TASK BRIEF – When you reach the line with "task | mark one point on each instance of the mint" in the data below, begin printing lines exactly, and stop once the line with "the green stem" has been printed.

Photo-based referring expression data:
<<<<
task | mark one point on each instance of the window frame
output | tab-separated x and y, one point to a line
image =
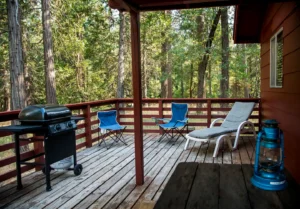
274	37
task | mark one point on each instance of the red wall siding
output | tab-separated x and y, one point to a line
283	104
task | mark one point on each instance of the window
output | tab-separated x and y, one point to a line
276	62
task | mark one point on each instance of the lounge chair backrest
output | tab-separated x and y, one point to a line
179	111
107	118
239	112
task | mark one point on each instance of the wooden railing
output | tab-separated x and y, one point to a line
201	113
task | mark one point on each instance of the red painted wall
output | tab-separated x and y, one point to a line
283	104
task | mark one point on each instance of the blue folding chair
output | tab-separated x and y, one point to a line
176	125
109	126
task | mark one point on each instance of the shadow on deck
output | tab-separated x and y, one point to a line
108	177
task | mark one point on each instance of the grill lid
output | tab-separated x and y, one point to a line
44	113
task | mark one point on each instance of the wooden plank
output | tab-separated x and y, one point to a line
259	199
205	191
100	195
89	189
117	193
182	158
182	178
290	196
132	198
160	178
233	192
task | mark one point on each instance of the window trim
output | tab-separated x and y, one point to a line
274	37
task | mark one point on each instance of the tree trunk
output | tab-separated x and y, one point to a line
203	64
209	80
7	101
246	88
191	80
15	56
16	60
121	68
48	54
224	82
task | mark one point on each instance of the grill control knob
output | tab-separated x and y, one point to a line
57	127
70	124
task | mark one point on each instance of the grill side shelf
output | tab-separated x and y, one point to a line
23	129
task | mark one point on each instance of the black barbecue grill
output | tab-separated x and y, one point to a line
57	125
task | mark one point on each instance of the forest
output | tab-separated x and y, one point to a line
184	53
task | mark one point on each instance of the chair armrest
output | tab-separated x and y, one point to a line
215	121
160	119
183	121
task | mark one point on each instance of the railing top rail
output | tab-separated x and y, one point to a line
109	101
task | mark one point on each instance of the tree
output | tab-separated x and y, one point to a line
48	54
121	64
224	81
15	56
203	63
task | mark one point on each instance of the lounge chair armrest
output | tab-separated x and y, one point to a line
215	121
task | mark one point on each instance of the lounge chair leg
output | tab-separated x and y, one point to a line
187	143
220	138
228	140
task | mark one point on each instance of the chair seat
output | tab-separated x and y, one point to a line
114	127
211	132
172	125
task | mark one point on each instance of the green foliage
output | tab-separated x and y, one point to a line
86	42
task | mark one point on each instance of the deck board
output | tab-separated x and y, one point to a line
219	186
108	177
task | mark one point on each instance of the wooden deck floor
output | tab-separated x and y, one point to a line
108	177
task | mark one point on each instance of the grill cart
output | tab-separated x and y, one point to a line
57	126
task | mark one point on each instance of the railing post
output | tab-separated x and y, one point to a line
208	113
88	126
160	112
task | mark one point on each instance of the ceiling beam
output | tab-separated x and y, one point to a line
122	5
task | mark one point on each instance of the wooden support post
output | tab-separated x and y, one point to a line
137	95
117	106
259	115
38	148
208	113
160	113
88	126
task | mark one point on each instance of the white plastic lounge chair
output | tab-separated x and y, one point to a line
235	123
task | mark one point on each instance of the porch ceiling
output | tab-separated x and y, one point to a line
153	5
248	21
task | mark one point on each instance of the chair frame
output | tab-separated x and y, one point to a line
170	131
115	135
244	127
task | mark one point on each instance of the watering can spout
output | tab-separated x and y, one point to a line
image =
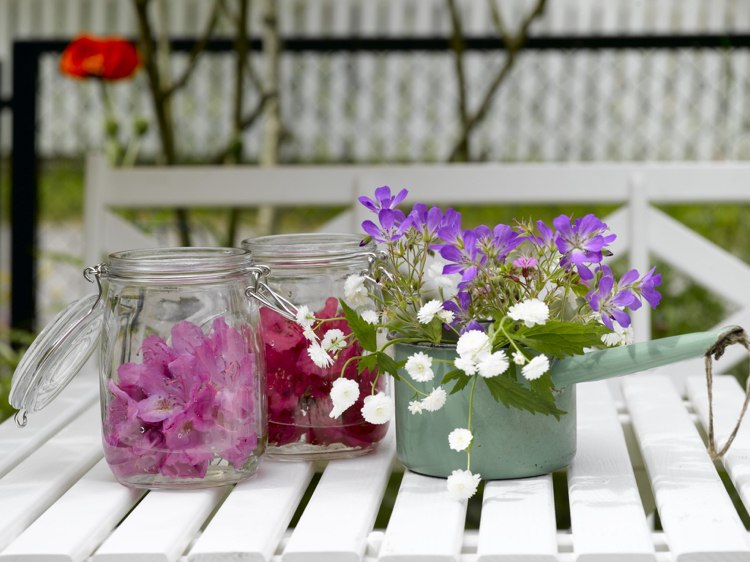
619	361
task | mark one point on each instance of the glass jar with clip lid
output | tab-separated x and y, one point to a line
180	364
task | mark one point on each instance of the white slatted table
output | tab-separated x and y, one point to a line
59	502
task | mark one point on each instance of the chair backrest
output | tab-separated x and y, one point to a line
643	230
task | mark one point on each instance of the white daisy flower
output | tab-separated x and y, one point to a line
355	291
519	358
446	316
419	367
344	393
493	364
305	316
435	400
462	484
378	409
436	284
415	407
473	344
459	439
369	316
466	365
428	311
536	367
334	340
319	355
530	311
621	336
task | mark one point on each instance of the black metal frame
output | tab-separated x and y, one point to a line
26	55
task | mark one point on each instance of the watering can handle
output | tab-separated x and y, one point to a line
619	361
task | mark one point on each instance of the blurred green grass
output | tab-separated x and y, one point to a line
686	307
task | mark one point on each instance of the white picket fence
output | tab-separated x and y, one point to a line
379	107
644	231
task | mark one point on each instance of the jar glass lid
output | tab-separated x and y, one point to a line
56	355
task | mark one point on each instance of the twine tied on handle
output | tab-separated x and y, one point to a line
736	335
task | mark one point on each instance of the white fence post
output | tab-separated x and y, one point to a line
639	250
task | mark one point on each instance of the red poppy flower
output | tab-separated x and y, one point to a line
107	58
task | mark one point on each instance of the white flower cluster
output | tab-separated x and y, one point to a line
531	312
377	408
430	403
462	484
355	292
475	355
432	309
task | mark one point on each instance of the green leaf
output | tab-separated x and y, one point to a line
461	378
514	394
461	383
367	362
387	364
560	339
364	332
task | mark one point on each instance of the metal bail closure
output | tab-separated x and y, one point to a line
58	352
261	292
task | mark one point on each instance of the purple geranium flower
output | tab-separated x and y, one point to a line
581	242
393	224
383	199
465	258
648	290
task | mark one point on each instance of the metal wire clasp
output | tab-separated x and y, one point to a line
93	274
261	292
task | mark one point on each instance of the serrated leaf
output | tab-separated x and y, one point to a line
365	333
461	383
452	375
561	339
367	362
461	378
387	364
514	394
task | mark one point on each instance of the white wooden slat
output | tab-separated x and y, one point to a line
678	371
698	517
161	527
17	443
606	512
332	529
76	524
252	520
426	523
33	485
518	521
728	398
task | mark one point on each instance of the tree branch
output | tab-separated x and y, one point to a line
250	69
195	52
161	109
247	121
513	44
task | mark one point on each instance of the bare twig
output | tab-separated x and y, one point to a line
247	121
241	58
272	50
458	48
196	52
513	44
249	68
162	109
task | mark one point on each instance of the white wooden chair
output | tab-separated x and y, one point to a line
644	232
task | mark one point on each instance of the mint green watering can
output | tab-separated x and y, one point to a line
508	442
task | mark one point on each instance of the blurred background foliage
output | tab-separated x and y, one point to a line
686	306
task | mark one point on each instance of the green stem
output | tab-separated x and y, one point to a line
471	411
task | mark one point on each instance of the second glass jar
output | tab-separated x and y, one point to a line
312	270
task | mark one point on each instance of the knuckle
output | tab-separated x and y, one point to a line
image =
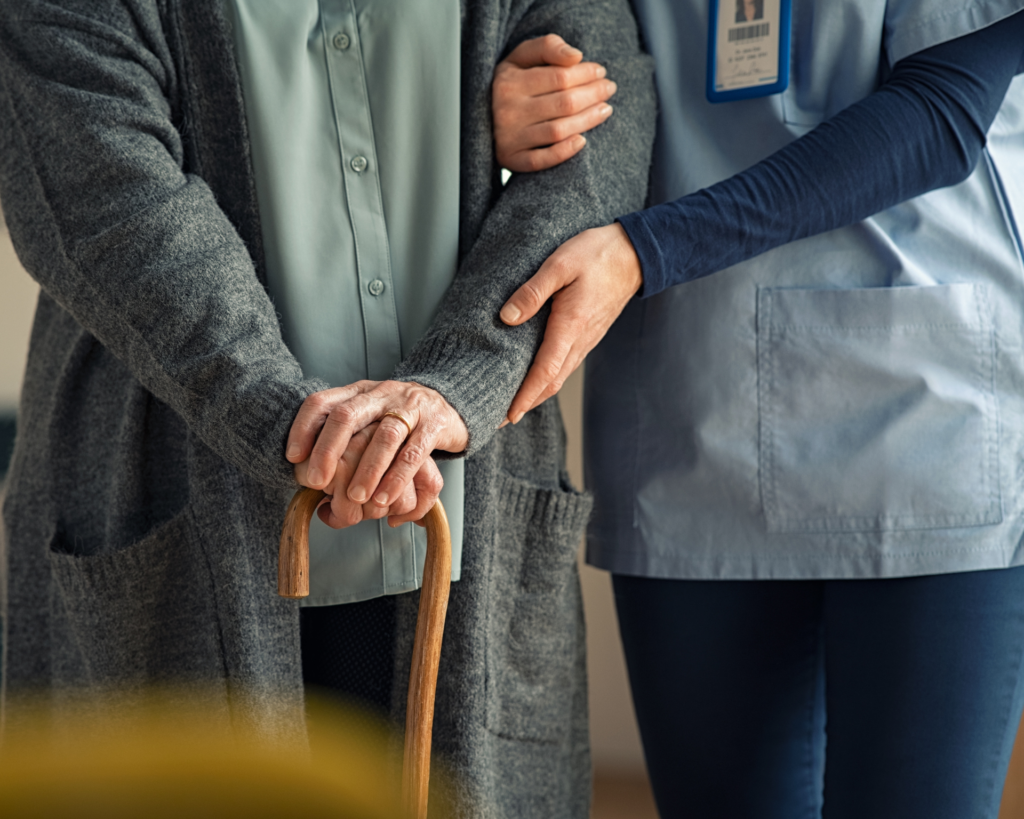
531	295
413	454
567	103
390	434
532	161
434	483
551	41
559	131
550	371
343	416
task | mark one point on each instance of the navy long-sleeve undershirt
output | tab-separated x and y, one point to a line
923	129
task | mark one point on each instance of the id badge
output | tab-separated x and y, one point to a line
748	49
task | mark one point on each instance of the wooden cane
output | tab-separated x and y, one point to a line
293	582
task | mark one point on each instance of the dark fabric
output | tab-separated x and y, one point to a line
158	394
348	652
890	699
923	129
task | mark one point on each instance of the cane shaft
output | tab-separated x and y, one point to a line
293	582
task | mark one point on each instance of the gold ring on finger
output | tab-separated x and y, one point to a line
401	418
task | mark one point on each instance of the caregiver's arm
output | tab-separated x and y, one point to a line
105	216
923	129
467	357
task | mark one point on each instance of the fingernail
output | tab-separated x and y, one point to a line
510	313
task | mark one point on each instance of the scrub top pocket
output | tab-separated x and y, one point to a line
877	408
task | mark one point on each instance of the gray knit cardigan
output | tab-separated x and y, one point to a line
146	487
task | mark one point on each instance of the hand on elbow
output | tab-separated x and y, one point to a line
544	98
>>>>
<<<<
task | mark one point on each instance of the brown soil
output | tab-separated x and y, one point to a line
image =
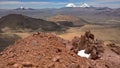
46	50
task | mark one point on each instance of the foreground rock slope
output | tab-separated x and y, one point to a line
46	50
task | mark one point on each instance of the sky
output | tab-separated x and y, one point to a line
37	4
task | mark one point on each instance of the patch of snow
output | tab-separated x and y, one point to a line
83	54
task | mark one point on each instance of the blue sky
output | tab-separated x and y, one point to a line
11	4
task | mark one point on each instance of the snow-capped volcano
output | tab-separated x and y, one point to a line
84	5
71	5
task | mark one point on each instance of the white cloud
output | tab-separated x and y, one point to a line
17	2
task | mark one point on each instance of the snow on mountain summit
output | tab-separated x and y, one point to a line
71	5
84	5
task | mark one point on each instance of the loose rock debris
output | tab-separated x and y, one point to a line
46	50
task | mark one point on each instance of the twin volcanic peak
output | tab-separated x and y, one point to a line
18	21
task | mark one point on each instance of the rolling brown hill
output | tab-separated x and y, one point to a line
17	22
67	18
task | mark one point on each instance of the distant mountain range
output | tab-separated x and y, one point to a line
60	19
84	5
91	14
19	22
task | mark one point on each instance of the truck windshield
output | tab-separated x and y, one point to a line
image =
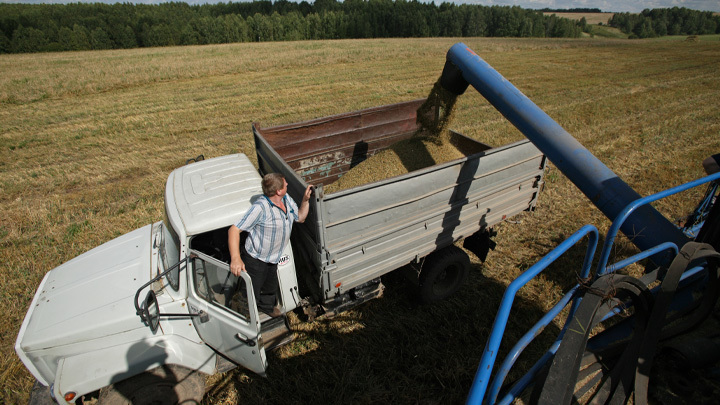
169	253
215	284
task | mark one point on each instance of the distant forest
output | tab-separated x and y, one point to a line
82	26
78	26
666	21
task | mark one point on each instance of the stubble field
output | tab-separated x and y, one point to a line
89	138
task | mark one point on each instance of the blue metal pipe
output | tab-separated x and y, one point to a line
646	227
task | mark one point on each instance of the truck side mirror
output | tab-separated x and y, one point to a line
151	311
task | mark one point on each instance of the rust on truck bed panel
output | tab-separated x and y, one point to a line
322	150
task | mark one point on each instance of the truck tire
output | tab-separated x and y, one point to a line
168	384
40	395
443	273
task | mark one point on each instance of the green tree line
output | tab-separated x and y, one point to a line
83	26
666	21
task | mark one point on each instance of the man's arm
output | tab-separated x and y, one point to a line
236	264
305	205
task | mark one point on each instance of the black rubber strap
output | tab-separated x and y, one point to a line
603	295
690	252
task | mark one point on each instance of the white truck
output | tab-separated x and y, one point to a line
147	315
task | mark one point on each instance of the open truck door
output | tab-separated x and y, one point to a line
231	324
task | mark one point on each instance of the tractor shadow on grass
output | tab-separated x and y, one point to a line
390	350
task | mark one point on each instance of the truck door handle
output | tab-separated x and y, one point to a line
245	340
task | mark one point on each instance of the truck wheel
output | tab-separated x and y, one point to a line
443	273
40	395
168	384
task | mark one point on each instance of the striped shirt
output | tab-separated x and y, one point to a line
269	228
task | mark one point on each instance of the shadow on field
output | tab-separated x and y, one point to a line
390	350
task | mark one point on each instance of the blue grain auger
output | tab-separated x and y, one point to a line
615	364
>>>>
ANSWER FOR THIS EXERCISE –
task | mark one point on each instance of the mint green watering can
output | tab-separated x and y, one point to a line
508	442
task | mark one point on each instance of the blurred background foliage
output | tab-separated x and y, one point to a line
686	306
task | mark one point on each instance of the green stem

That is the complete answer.